**Task details**: Repeat the records below word for word, but start at the line that contains "Expected: for the rectangular", stop after the last line, and include nothing else.

** START **

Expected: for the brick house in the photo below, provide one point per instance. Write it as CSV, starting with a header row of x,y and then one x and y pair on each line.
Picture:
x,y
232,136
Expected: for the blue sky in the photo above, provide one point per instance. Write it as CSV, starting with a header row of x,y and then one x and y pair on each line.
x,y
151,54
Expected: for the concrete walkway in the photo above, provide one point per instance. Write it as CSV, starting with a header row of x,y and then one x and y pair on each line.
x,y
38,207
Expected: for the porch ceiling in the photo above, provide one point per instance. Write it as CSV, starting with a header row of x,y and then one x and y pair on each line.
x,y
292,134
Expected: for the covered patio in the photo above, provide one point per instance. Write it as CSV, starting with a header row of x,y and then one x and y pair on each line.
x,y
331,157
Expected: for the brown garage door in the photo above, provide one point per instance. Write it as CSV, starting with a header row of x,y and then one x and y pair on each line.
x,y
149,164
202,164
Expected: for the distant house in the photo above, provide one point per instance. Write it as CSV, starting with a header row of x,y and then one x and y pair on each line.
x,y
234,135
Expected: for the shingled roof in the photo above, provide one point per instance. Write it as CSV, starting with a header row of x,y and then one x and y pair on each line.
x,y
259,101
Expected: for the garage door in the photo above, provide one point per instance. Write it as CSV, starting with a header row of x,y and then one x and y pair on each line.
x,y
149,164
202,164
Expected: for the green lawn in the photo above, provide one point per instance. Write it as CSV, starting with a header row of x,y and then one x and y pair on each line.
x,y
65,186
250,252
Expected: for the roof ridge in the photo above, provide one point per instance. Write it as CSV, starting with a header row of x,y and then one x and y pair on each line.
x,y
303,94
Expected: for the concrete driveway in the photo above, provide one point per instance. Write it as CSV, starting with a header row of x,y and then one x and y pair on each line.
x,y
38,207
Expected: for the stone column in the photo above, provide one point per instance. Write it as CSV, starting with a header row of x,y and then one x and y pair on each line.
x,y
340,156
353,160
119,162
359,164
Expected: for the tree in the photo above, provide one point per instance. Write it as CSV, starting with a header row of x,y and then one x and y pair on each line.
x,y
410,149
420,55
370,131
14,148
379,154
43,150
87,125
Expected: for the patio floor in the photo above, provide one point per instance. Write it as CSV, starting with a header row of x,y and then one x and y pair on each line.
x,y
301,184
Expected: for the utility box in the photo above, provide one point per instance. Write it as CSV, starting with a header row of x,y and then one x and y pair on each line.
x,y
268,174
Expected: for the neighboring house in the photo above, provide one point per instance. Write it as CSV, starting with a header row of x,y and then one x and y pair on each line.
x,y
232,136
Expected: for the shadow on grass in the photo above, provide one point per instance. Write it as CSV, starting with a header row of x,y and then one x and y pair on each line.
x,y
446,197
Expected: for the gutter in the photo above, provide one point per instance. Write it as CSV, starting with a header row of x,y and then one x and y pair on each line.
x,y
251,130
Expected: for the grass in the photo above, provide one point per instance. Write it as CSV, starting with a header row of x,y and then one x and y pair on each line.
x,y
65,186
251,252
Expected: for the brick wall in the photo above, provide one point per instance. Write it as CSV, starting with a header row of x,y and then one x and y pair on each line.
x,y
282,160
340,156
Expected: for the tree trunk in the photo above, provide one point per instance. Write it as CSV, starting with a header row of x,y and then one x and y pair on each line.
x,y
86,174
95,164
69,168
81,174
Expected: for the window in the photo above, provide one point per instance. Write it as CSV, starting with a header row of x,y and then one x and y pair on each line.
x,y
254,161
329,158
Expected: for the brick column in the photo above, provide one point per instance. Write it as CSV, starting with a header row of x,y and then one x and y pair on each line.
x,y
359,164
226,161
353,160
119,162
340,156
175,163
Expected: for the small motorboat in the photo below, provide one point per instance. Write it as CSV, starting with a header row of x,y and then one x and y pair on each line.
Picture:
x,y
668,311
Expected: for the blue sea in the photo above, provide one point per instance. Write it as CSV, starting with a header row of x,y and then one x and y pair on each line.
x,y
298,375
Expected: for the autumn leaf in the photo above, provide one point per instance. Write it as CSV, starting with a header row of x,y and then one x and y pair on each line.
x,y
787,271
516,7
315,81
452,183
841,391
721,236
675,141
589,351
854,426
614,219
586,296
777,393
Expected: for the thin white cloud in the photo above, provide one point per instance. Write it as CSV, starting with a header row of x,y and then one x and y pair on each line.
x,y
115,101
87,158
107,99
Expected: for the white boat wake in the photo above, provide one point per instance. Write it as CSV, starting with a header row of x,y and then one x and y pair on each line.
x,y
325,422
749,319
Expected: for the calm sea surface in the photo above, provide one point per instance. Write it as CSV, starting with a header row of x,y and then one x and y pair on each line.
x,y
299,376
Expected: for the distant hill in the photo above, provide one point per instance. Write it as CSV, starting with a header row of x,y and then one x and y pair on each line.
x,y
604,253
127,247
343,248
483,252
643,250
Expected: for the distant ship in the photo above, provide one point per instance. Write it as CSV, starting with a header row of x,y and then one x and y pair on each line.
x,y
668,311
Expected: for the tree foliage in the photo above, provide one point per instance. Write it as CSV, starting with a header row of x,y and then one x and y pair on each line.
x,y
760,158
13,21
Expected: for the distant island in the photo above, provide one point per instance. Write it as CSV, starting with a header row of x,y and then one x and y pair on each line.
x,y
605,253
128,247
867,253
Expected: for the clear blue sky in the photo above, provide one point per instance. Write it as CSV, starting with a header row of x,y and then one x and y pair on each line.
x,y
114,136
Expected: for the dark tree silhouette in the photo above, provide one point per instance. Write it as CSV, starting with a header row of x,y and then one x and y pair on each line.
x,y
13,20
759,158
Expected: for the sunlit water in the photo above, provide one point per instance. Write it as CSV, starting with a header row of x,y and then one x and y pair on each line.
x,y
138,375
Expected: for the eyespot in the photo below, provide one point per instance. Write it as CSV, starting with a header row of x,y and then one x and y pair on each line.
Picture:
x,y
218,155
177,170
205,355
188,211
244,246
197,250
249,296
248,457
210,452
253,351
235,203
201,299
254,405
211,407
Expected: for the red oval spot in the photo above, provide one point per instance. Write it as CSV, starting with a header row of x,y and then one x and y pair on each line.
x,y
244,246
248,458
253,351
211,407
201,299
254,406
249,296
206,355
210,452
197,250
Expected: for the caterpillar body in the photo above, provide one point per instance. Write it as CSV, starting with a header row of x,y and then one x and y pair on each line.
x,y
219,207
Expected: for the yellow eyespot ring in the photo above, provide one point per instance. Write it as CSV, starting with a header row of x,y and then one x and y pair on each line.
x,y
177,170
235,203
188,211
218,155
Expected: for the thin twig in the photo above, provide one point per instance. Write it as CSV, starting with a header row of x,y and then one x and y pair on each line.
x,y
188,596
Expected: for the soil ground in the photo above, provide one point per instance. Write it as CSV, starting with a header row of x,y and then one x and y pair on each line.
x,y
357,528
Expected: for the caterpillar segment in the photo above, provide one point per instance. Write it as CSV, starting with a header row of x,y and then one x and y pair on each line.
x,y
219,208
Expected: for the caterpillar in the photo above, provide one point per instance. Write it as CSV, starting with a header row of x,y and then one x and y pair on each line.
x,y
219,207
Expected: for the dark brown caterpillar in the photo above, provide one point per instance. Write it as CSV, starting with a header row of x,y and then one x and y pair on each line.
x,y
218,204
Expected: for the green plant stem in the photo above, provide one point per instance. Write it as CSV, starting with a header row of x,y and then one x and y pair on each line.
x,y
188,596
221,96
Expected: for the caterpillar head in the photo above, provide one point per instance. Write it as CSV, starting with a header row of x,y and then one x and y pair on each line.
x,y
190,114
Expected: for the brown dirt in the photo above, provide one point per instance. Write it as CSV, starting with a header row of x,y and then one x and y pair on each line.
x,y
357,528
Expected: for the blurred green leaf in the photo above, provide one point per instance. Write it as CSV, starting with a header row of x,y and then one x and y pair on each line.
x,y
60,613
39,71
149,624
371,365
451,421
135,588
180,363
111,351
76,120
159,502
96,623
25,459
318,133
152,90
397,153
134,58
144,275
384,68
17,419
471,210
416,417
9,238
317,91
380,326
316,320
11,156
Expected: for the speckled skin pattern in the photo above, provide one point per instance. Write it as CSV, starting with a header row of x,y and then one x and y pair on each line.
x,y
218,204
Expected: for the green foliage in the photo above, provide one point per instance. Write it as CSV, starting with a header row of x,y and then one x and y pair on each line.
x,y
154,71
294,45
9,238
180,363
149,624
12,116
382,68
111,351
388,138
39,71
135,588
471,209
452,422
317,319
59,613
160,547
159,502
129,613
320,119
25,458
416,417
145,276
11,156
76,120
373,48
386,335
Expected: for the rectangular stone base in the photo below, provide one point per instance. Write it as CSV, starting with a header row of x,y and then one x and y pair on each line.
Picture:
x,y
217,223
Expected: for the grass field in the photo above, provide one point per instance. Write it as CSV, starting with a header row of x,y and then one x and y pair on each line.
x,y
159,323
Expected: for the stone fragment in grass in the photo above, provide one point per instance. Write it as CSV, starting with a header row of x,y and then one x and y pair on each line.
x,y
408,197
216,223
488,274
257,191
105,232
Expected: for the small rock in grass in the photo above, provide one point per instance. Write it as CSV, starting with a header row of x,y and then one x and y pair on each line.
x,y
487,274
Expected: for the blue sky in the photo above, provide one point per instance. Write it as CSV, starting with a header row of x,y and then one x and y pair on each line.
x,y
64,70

** END **

**The completed task**:
Expected: for the rectangular stone base in the photo below, provide one point per instance. Write it as CSV, starting with a header row of x,y and then one x and y pair on each line.
Picture:
x,y
217,223
Expected: for the grass field in the photo above, provide one point per instance. Write it as CSV, starting with a header row of x,y and then one x and y pair on each line.
x,y
159,323
Expected: for the stone fragment in grass in the photo above, provide one point per instance. Write it as CSV, starting with a header row of x,y and then one x and y pair on each line.
x,y
408,197
216,223
488,274
257,191
105,232
Expected: for the small rock in grass in the photo above, provide one point per instance. Write it as CSV, starting with a header row of x,y and then one x and y pair on each line.
x,y
487,274
Expected: for the blue sky in the photo above, provide one point per instance. Write it as CSV, starting with a header row of x,y and then one x and y pair on each line.
x,y
64,70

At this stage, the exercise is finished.